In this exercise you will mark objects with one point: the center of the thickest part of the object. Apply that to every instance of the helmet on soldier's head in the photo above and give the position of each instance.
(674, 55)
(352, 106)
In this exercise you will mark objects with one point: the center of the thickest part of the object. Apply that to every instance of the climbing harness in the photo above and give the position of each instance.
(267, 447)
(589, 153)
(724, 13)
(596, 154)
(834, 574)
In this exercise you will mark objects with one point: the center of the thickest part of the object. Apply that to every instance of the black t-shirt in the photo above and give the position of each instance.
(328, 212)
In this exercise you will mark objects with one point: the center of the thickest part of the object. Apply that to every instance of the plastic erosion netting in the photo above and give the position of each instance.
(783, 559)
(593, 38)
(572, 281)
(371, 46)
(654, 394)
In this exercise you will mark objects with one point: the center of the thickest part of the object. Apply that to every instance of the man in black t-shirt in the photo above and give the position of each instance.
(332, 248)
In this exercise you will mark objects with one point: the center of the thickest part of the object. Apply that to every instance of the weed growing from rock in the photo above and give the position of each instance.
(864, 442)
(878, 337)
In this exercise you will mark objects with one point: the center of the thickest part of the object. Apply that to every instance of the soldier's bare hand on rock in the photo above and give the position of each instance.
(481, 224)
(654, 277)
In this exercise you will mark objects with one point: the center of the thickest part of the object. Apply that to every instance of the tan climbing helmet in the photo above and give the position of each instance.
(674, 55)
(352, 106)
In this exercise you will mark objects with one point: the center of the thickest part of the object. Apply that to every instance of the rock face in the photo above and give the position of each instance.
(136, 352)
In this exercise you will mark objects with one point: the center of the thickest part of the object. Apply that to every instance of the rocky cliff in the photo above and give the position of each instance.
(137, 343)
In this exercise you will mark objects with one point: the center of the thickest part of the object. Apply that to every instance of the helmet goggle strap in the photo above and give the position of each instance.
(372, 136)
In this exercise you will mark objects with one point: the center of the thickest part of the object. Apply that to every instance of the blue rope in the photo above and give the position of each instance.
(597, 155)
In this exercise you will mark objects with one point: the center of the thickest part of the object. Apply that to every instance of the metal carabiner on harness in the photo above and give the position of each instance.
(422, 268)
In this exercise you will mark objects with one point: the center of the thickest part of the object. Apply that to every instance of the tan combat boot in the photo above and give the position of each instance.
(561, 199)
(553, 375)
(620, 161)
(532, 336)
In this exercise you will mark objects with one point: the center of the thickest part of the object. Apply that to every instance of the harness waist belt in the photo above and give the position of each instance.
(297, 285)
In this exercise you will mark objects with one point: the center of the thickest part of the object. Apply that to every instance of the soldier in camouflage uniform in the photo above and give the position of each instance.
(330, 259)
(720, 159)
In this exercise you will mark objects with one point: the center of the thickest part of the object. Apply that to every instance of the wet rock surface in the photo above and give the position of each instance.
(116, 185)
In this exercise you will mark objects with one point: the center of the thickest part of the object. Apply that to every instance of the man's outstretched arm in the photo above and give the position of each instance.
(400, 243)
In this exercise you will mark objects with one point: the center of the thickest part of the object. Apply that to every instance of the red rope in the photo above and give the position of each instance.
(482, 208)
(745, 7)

┄┄┄┄┄┄┄┄┄┄┄┄┄┄┄┄┄┄┄┄

WORK INSTRUCTIONS — Rewrite all of the entries, replacing "thickest part" with "widest part" and leaving everything else as it is.

RESPONSE TO THE TASK —
In this exercise you will mark objects with one point: the center of the widest part of the object. Apply that to every instance of the helmet on soldier's head in the photo above and give the position of each instance.
(674, 55)
(352, 106)
In this exercise you will mark objects with one point: the center of the widest part of the object. Apply that to every instance of the climbing harness in the photo above and give the position of each instance.
(267, 447)
(589, 153)
(724, 13)
(596, 154)
(834, 574)
In this exercise you will mark objects with one point: the center of the widest part of the object. Apply that to every instance of the black t-shirt in the photo above and give the position of each instance.
(328, 212)
In this exercise you will mark objects with one point: the center of the widest part of the object. Apply that to every instance of the plastic erosion netting in the photo above and give the position of each instance.
(783, 559)
(593, 38)
(572, 281)
(371, 46)
(654, 394)
In this exercise you will mark objects with one point: the center of the widest part of the object. Apply that to every instance of the man in black t-shirt in the photo above and give the position of each instance.
(332, 248)
In this exercise you will mark objects with one point: the center of the widest part of the object. Apply that to every instance of the weed growing from rock in the photo above and give the position of each instance.
(864, 442)
(878, 337)
In this exercise you will mark objects with one point: the center of the widest part of the object. Apply that to every instance of the soldier's bare hand on rock in the photo above and give the position of each instance.
(481, 224)
(654, 277)
In this exercise you will mark objects with one point: the center of the widest part of the object. Apply that to every instance of the tan climbing helmet in the photo above and give the position of each instance.
(674, 55)
(352, 106)
In this exercise you will mark objects with one point: the center of the widest part of the object. Apply that to every instance of the rock face in the photo above and give the position of each instance.
(136, 352)
In this exercise you will mark objects with one point: the center of the widest part of the object. Apply that to every instance of the rocky cliff in the photo above and give the position of each instance.
(137, 343)
In this exercise you will mark objects with one point: the center of the widest part of the object. Apply that to every instance of the helmet goggle strap in the photo above and give the position of each instance.
(372, 136)
In this exercise you will mark objects with one point: the center of the widest part of the object. Apply that to every instance of the blue rope in the photo above and give the position of each instance.
(597, 155)
In this exercise you will mark objects with one point: the center of the widest part of the object. Apply that to every instance of the metal carabiner on harness in the photo above and give the position of each instance.
(422, 268)
In this exercise you will mark objects with one point: the center of the widest part of the object. Apply that to every instance of the tan combat boot in the photo above and give the position of each instance.
(561, 199)
(553, 375)
(620, 161)
(532, 336)
In this exercise you will mark objects with one point: the center of the widest part of the object. Apply that to every instance of the harness waist belt in the photo above and give the position of each instance.
(297, 285)
In this exercise you will mark objects with one point: the center of the widest part of the object. Apply that to every instance of the soldier in camouflage uniform in the photo above and give the position of each instance.
(330, 259)
(720, 159)
In this exercise you will mark objects with one point: the center of the widest part of the object. Apply that to every instance of the wet rock surface in the photo above and give the position of each instance.
(116, 185)
In this exercise you will mark objects with one point: the center of the widest part of the object. Apply that to every instance of the man's outstretched arm in the photo above and give the position of each instance.
(400, 243)
In this exercise you will mark objects with one point: the center of the widest part of the object. Apply that to every instance of the red rope in the photo above and give the position of each instance.
(482, 208)
(745, 7)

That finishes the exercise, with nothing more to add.